**TASK TO COMPLETE:**
Reproduce everything from the start of the entries down to and including the line containing "471,0,1092,466", replacing "gray wall" with "beige wall" and leaving everything else unchanged. Leave the picture out.

━━━━━━━━━━━━━━━━

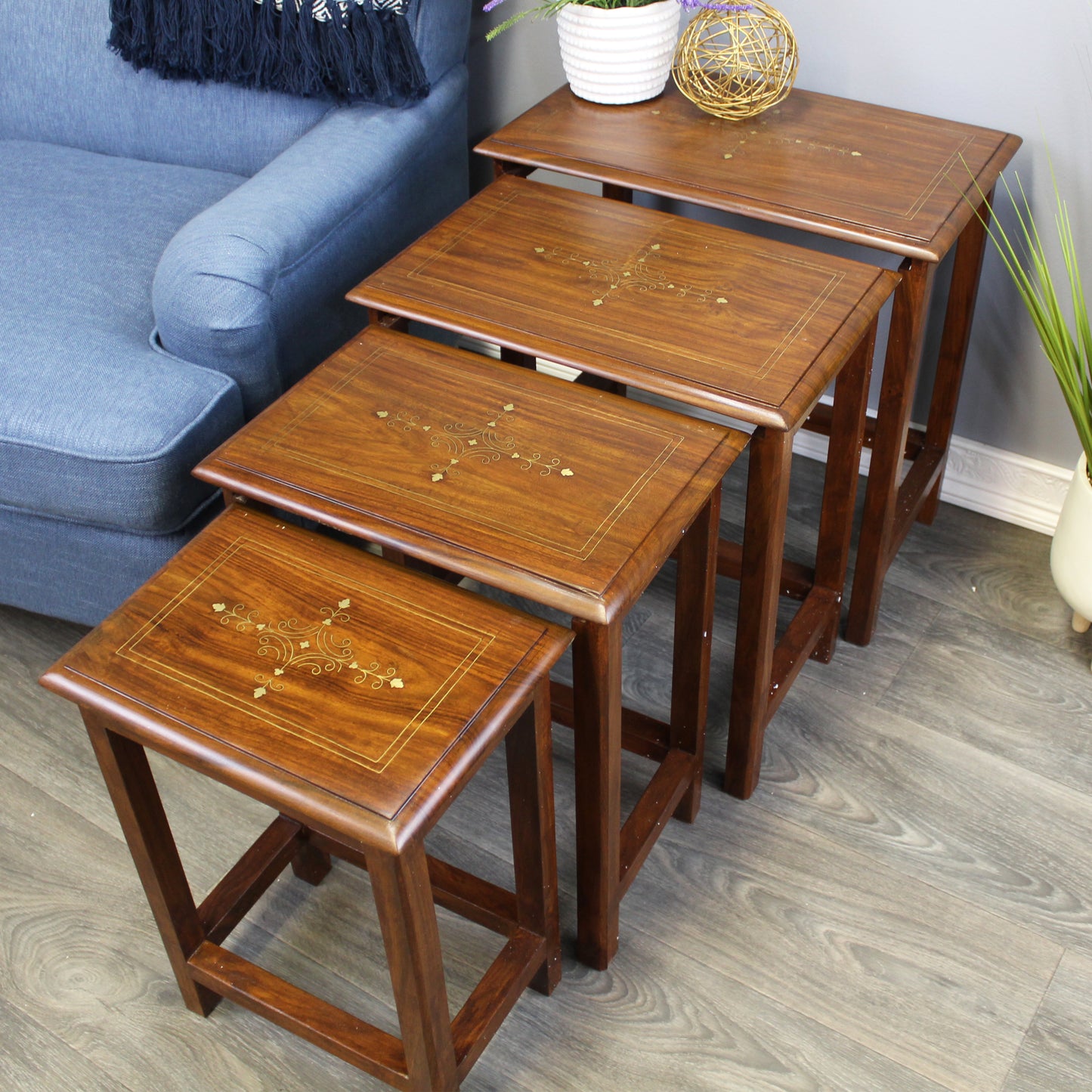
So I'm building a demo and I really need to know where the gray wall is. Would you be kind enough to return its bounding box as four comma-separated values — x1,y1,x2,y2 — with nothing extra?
471,0,1092,466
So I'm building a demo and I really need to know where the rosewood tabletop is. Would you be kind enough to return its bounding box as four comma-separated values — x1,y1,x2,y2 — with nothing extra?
348,178,898,429
477,86,1021,645
42,508,570,844
196,326,747,967
349,178,898,796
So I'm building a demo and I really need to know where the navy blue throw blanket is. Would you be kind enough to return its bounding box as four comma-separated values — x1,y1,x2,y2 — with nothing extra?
110,0,428,105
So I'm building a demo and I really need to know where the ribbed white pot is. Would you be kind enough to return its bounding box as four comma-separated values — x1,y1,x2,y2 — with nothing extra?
1050,454,1092,655
557,0,682,105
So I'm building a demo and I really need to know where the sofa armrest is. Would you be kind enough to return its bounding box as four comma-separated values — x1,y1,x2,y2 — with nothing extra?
152,66,466,416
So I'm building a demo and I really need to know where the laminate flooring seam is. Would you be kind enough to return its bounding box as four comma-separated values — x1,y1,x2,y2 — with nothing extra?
0,997,141,1092
998,948,1069,1092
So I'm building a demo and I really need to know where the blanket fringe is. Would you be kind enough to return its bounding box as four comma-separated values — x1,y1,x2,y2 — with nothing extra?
108,0,429,105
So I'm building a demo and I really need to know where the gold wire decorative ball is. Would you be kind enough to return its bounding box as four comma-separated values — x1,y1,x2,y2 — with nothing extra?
672,0,797,119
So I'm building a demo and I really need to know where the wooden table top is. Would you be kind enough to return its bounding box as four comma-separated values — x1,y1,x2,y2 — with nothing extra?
196,326,747,621
476,84,1021,261
348,178,899,429
42,508,571,845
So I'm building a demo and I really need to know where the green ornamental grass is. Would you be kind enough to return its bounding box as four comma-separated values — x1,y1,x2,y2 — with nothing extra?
988,170,1092,481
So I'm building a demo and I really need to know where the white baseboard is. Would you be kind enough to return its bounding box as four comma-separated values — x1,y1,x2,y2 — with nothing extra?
459,338,1072,535
793,408,1073,535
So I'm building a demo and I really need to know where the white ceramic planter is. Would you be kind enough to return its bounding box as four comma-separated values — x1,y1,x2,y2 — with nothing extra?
557,0,682,105
1050,454,1092,664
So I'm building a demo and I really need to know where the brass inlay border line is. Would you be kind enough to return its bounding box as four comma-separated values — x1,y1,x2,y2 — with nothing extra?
521,110,989,232
252,346,685,561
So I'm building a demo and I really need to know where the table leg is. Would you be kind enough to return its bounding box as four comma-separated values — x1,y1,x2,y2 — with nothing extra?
845,258,936,645
812,322,876,664
724,428,793,800
670,484,721,822
79,707,219,1016
505,679,561,994
572,618,621,971
917,190,994,524
368,841,459,1092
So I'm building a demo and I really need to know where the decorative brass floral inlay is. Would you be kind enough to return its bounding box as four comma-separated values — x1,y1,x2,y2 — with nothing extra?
212,599,405,698
376,402,574,481
535,243,729,307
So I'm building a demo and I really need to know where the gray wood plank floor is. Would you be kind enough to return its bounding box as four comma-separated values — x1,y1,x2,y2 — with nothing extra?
0,459,1092,1092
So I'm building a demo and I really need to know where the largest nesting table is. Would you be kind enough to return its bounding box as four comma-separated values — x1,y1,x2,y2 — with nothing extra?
476,86,1021,645
349,177,899,796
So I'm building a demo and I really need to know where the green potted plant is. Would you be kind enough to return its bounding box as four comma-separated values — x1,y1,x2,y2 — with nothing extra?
989,179,1092,659
481,0,748,104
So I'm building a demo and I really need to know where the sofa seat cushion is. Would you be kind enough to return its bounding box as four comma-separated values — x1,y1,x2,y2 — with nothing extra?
0,141,249,534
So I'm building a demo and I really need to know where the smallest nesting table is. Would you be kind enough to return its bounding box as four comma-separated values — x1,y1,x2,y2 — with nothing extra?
42,509,571,1092
196,326,747,967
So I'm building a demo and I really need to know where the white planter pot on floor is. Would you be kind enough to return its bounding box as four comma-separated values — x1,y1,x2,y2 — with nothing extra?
1050,454,1092,668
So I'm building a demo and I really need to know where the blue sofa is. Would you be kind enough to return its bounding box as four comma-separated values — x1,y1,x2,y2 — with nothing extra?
0,0,471,623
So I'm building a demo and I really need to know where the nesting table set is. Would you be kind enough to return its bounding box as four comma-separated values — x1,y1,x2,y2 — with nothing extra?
44,88,1019,1089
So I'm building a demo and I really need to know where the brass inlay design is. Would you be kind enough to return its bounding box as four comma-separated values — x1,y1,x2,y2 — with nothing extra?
535,243,729,307
376,402,574,481
212,599,405,698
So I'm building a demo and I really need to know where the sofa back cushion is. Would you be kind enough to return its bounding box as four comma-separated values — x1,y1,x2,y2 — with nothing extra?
0,0,471,176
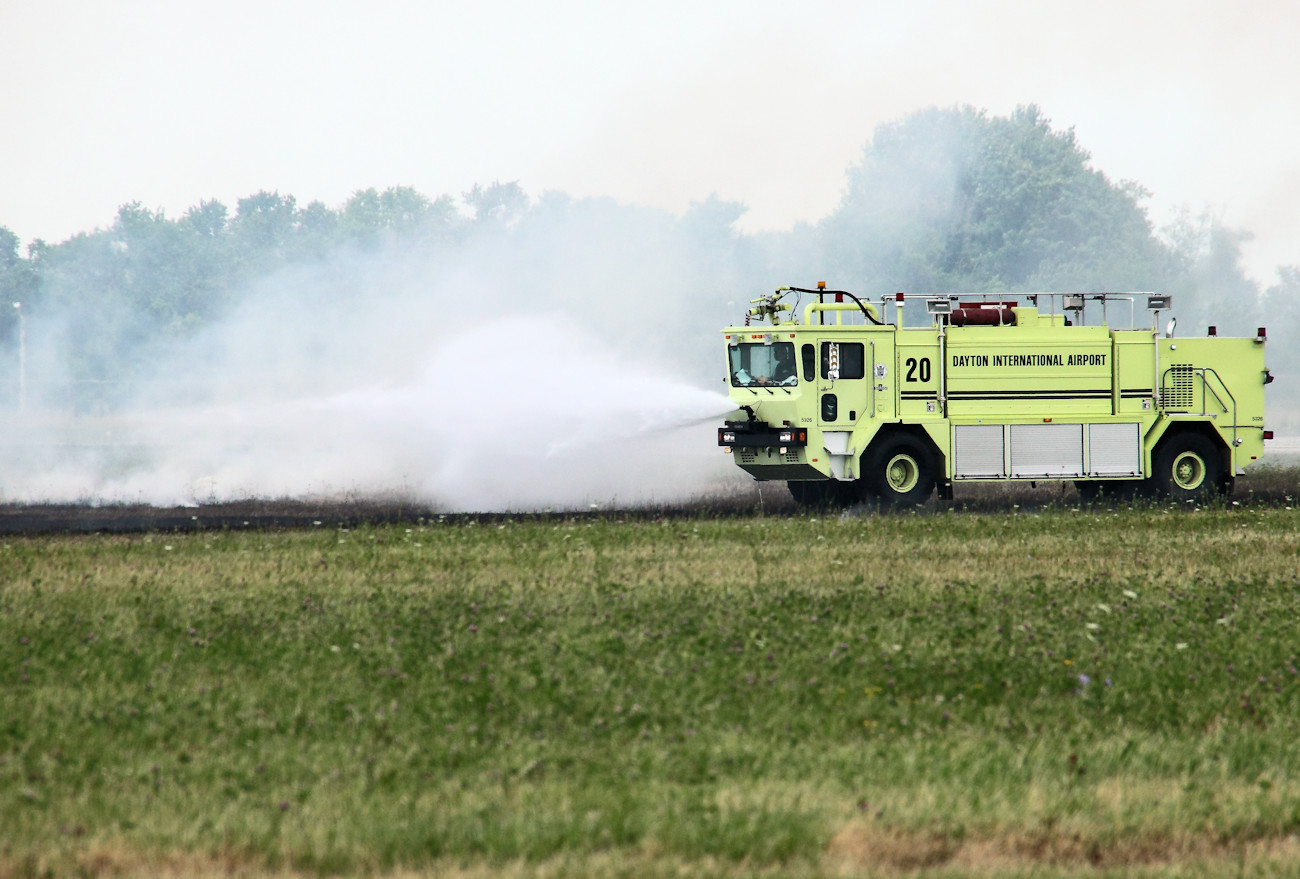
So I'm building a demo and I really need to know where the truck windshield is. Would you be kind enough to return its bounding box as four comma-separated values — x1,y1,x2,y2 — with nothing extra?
727,342,800,387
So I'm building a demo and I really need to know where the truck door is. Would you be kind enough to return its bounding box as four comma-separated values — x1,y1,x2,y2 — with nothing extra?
816,337,876,430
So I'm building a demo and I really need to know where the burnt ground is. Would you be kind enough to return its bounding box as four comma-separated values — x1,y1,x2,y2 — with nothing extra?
0,466,1300,536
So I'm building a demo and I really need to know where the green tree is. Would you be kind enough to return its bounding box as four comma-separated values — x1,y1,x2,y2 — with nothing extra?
820,105,1165,295
463,181,528,226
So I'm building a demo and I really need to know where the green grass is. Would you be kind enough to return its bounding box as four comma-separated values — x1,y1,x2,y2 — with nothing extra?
0,505,1300,876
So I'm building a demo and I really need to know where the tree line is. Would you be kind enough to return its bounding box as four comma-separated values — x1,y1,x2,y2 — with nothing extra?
0,105,1300,408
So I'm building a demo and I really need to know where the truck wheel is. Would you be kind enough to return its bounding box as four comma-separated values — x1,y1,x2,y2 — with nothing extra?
1152,433,1229,503
863,434,935,507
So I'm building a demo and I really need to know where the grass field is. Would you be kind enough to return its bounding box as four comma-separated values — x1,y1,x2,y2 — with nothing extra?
0,483,1300,876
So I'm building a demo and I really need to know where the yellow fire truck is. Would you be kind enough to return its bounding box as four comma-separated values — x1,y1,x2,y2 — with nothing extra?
718,283,1273,506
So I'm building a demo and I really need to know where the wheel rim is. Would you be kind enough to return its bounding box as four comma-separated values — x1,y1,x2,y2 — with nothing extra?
1173,451,1205,492
885,454,920,494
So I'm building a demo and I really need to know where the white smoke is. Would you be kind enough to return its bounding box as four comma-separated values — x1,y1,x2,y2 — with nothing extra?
0,214,737,511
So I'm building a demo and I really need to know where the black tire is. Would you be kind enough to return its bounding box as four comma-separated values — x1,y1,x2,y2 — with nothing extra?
1152,433,1231,503
862,434,937,507
785,480,859,507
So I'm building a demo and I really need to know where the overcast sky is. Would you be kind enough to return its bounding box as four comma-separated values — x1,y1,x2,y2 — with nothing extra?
0,0,1300,283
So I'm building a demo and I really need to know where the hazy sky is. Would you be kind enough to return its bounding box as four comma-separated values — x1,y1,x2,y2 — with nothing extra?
0,0,1300,283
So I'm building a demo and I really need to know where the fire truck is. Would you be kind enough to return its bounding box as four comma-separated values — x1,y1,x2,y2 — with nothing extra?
718,282,1273,506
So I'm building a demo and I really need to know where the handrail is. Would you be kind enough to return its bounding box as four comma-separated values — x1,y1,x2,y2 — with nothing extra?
1160,364,1238,449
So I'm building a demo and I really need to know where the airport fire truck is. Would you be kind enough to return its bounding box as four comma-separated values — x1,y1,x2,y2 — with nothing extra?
718,283,1273,506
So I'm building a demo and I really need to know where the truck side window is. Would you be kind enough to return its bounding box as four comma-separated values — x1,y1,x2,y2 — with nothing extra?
822,342,867,378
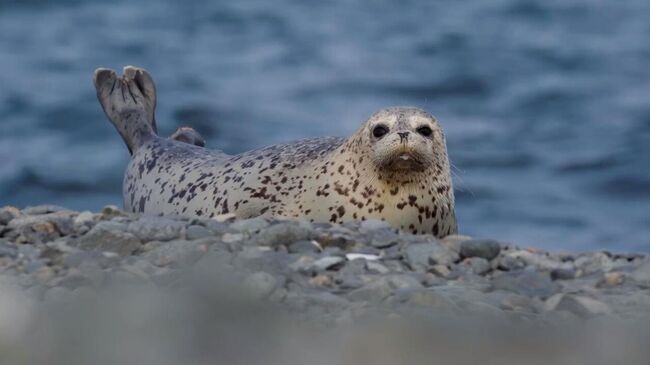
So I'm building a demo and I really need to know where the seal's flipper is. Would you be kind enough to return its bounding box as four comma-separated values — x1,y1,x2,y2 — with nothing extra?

━━━━━━━━━━━━━━━━

**EXERCISE ANSWER:**
So I'm building a demo and I really need to know where the beige wall is. Would you be kind enough to return its bounding box as four comma-separated values — x1,y1,x2,y2 — with nothing extra?
471,0,1092,466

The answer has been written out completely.